**DIRECTION**
In the records, from the line containing "Where can you see the dirt" through the end, inclusive, change "wooden post" to "fence post". Return only those lines and leave everything else unchanged.

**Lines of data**

════

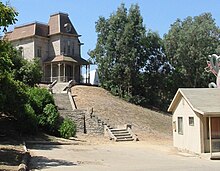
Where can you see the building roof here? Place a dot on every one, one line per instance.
(57, 24)
(63, 58)
(205, 101)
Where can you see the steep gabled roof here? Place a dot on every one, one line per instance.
(27, 30)
(57, 23)
(205, 101)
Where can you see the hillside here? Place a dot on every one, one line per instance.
(145, 123)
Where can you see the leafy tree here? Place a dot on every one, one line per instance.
(188, 44)
(67, 128)
(7, 16)
(49, 118)
(119, 51)
(39, 98)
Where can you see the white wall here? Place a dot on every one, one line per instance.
(191, 138)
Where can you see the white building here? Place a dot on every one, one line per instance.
(196, 116)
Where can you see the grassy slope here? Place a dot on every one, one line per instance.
(145, 123)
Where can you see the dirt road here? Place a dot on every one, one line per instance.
(110, 156)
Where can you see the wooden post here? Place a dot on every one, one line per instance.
(51, 72)
(86, 75)
(64, 72)
(59, 72)
(210, 136)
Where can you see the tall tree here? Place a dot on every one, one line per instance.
(7, 16)
(188, 44)
(119, 51)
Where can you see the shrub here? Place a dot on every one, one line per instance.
(39, 98)
(27, 122)
(49, 119)
(67, 129)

════

**SOLUTION**
Where can you see the dirt road here? Place a dot on every one, one line per instance.
(110, 156)
Where can you see the fence post here? Place a dot on every one, one line per instance.
(51, 72)
(86, 75)
(64, 72)
(59, 72)
(210, 136)
Where can you see the tall tree here? Place a dot on every one, one line per instance.
(7, 16)
(188, 44)
(119, 51)
Where can you see the shrub here? Place a dot on every one, one line per instance.
(39, 98)
(27, 122)
(49, 119)
(67, 129)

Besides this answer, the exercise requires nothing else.